— Start of Material for this task —
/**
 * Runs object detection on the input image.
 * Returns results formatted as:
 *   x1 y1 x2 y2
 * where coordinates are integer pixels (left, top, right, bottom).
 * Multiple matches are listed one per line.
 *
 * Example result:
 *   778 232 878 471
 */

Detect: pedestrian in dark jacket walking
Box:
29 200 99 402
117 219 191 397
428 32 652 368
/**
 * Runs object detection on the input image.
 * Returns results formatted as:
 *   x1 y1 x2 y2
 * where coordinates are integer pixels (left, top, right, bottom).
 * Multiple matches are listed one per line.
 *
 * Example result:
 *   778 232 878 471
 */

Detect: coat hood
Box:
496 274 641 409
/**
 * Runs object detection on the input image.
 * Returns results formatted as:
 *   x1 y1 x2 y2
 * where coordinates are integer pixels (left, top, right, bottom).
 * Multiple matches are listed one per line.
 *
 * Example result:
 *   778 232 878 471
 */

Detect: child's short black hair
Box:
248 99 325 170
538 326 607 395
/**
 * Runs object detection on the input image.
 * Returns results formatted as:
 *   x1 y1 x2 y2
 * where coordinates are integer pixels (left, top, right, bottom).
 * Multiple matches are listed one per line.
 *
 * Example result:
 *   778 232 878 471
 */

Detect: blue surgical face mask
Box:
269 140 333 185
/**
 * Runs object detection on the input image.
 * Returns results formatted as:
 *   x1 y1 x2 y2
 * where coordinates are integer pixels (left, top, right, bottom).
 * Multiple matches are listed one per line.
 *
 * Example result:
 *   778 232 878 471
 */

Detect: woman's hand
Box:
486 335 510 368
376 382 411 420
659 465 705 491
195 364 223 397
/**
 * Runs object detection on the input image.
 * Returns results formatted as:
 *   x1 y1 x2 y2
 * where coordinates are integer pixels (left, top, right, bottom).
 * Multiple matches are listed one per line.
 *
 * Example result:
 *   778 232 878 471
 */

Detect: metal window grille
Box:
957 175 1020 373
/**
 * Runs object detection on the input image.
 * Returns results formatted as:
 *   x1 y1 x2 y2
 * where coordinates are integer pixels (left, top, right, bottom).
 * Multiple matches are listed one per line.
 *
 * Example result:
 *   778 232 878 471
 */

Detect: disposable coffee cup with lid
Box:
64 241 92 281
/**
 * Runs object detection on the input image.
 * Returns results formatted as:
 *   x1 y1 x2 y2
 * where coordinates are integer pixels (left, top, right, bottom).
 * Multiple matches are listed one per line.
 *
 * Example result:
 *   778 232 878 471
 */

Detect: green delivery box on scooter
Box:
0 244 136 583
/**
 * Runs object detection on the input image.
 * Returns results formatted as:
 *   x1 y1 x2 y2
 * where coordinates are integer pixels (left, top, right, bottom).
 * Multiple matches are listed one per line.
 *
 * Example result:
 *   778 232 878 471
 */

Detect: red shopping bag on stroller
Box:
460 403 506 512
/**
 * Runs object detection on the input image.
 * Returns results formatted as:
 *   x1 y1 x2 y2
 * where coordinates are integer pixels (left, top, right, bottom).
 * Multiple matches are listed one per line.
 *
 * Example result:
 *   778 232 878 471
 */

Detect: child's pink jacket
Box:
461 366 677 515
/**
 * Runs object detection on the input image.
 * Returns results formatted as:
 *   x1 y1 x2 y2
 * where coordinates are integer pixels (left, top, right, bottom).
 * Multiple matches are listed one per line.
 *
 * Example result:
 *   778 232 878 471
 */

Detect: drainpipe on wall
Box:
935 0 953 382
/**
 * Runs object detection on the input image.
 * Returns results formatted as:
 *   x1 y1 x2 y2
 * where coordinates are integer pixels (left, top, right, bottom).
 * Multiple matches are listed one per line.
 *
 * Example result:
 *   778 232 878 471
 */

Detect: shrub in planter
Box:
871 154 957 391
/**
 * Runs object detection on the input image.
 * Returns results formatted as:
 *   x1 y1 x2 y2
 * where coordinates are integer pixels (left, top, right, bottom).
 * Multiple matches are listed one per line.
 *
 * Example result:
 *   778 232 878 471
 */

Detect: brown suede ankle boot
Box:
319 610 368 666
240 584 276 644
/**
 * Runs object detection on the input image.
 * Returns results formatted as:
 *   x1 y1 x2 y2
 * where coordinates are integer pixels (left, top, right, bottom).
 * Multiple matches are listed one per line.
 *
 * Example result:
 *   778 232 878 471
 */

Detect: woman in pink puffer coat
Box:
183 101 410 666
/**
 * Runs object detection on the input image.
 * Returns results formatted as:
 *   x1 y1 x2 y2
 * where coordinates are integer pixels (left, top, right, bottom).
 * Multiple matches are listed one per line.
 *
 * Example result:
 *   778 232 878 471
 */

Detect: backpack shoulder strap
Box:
— End of Material for this task —
Task goal.
Rewrite the records from their start up to and including the line with "269 140 333 185", keeping every line. Multiply only the box coordinates listed after each "Box:" by 1.9 and round them to whole numbers, with halves rounding up; leave the comment blocks, including their sample result, and the "Detect:" lines unchanged.

Full output.
/**
 * Runs object detection on the input image.
 * Returns results formatted as:
 *   x1 y1 x2 y2
 * where coordinates are integer pixels (left, top, right, bottom).
 * Multiple matches are listed one per line.
 *
 * Example result:
 *   778 232 878 471
 */

Detect: pedestrian in dark jacket walking
Box:
55 380 188 764
222 416 363 754
813 61 1239 699
/**
 * Runs object detection on the input image.
 * Returns results formatted as:
 *   x1 y1 x2 y2
 * where coordinates are integer pixels (left, top, right, bottom).
 * Multiple matches are listed one per line.
 *
 * Example result:
 *   778 232 878 471
 */

Detect: coat hood
Box:
942 521 1218 777
/**
 * Runs object detection on the input image.
 * Returns results formatted as:
 *   x1 y1 x2 y2
 * where coordinates are integer pixels (left, top, right, bottom).
 * Multiple matches are listed one per line.
 *
 * Example result:
 *   778 232 878 471
 */

Detect: child's short black hair
Box:
471 188 618 323
1022 619 1153 751
/**
 * Runs object detection on the input image.
 * Returns results formatted as:
 *   x1 y1 x2 y2
 * where coordinates are integer pixels (left, top, right, bottom).
 * Multiple matches are listed one per line.
 *
 * Example result:
 *   778 232 878 471
 */

Detect: blue surgical face mask
Box:
511 266 633 352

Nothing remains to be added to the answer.